Return, without any changes, the rows from the line with "locate pier walkway -- one point per instance" up to and including the line with "(1074, 400)".

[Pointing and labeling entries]
--

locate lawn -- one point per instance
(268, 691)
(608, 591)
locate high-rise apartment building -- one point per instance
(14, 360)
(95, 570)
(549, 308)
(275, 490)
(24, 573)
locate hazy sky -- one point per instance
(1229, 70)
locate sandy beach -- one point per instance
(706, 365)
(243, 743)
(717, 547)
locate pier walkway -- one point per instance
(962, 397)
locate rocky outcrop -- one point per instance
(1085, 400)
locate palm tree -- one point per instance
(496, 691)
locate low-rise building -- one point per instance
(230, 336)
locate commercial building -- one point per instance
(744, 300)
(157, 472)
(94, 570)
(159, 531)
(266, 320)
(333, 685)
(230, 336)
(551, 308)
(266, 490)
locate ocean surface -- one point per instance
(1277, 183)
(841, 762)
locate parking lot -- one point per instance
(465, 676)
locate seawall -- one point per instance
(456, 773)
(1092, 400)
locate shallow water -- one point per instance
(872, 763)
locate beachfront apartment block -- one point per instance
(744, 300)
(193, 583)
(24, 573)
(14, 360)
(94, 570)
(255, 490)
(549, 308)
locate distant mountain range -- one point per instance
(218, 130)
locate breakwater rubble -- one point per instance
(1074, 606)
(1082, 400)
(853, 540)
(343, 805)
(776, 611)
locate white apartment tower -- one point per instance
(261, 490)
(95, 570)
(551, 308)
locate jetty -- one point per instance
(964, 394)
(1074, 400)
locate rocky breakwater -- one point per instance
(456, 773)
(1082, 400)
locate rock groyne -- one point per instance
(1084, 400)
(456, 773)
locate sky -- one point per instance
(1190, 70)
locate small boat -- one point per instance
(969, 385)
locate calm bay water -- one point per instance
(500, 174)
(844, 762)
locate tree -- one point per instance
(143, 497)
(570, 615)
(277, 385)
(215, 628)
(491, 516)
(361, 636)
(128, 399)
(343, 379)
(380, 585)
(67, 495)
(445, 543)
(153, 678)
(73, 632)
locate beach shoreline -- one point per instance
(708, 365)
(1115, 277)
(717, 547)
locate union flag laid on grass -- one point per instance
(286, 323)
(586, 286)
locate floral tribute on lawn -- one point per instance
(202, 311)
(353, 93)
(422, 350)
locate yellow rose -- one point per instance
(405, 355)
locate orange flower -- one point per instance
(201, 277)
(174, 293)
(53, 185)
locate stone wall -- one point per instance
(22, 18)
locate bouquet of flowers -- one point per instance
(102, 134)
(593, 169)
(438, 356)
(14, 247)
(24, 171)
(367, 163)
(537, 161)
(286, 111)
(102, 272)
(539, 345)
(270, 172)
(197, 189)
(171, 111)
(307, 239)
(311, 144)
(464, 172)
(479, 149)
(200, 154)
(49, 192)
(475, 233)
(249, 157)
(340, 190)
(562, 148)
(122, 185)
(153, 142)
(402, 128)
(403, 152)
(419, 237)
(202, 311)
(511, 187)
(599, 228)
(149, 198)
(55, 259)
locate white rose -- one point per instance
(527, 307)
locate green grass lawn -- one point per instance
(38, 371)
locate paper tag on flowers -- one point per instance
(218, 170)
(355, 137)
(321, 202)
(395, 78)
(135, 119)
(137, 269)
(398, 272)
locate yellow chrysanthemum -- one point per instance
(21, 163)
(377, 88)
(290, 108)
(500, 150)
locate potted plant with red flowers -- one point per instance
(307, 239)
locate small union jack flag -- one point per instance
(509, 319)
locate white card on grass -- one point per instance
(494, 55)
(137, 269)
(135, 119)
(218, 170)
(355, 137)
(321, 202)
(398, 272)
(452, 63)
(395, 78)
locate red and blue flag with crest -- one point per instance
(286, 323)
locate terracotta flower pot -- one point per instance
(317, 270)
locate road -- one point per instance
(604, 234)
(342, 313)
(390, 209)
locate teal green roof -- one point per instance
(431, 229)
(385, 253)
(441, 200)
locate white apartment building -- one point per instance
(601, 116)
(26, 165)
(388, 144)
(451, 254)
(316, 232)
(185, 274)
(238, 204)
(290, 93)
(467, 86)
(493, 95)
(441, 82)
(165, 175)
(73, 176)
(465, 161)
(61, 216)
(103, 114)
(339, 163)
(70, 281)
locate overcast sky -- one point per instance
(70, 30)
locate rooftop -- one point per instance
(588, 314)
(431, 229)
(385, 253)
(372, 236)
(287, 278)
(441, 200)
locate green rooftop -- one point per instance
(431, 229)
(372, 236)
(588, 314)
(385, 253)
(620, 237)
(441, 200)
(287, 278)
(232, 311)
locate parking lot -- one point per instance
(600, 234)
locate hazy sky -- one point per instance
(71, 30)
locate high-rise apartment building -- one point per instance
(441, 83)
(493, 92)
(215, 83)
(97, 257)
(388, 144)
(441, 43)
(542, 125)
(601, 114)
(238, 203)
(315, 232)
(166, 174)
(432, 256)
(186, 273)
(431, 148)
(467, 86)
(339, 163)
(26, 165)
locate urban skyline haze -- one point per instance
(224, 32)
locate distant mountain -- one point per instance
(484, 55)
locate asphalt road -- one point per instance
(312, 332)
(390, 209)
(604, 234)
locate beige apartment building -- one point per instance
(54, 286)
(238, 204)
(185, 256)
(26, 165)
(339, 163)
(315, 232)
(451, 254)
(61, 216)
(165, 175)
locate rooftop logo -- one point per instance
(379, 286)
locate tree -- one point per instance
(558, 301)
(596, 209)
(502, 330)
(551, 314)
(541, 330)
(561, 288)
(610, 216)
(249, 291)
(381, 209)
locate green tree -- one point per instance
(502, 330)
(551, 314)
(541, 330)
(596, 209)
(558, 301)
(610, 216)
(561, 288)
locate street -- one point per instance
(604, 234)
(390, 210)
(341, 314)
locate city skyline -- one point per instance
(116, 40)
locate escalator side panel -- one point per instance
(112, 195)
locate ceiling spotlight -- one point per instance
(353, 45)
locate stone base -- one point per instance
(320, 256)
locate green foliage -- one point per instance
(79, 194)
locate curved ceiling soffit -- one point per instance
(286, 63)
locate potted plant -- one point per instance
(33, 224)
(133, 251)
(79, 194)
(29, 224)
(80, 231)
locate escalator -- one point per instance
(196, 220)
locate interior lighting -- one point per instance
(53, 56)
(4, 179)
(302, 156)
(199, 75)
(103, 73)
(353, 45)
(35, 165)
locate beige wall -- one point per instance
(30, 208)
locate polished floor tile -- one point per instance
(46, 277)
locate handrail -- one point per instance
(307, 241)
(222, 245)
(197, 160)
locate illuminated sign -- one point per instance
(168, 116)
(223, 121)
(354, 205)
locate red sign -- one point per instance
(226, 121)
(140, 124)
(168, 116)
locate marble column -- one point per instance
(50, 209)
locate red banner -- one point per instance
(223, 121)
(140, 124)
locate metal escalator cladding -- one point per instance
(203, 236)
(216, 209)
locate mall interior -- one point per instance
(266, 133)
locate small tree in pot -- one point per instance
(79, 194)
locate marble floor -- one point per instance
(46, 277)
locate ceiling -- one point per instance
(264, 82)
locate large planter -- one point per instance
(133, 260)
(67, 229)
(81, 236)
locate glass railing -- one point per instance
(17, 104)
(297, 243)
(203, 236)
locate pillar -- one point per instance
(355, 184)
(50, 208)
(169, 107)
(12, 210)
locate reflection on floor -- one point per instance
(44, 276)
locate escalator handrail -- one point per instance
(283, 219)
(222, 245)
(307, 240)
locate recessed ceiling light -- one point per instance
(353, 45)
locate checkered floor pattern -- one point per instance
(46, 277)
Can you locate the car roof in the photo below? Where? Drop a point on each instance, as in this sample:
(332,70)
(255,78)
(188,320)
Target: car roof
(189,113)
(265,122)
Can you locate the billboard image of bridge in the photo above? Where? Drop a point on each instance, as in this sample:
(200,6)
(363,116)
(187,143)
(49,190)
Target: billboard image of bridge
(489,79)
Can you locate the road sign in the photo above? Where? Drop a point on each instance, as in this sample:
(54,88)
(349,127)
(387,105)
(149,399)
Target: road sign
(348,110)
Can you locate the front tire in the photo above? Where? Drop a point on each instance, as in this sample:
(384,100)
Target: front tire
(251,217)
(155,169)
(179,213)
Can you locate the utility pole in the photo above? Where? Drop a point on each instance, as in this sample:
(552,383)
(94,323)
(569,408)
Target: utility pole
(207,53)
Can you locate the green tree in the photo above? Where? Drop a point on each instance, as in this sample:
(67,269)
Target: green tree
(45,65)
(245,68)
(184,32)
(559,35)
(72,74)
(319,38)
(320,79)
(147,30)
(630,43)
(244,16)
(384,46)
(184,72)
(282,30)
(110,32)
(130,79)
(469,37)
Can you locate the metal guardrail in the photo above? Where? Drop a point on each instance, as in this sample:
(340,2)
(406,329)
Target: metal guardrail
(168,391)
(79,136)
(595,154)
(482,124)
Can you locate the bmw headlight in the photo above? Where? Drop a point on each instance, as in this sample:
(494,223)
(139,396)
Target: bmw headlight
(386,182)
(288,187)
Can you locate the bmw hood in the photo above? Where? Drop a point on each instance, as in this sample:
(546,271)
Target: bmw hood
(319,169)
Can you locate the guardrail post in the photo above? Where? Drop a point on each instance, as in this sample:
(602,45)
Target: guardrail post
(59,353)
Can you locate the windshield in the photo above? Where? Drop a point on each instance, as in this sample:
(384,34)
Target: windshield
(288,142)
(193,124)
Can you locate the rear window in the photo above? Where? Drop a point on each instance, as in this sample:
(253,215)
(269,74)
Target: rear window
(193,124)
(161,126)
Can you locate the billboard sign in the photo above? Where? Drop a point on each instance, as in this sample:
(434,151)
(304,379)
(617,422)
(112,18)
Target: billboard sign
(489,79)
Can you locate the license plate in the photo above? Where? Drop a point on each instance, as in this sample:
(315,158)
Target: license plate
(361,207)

--

** Task solution **
locate pier walkway -- one point per instance
(962, 397)
locate rocky outcrop -- one point per instance
(1085, 400)
locate palm tree -- one point per instance
(496, 691)
locate low-rise building -- one point per instance
(230, 336)
locate commercial building -- one point per instance
(744, 300)
(157, 472)
(94, 570)
(159, 531)
(266, 320)
(333, 685)
(230, 336)
(551, 308)
(266, 490)
locate ocean surface -- one point per instance
(1277, 183)
(841, 762)
locate parking lot -- one point per instance
(465, 676)
locate seawall -- one point per instance
(456, 773)
(1092, 400)
locate shallow water -- one point per instance
(872, 763)
locate beachfront apartment block -- one point per instance
(744, 300)
(193, 583)
(24, 573)
(14, 360)
(94, 570)
(255, 490)
(549, 308)
locate distant mountain range -- one point per instance
(218, 130)
locate breakwater rubble -- one point per instance
(1074, 606)
(1082, 400)
(853, 540)
(343, 805)
(776, 611)
locate white apartment tower -- one point per instance
(261, 490)
(95, 570)
(551, 308)
locate jetty -- one point per instance
(964, 394)
(1074, 400)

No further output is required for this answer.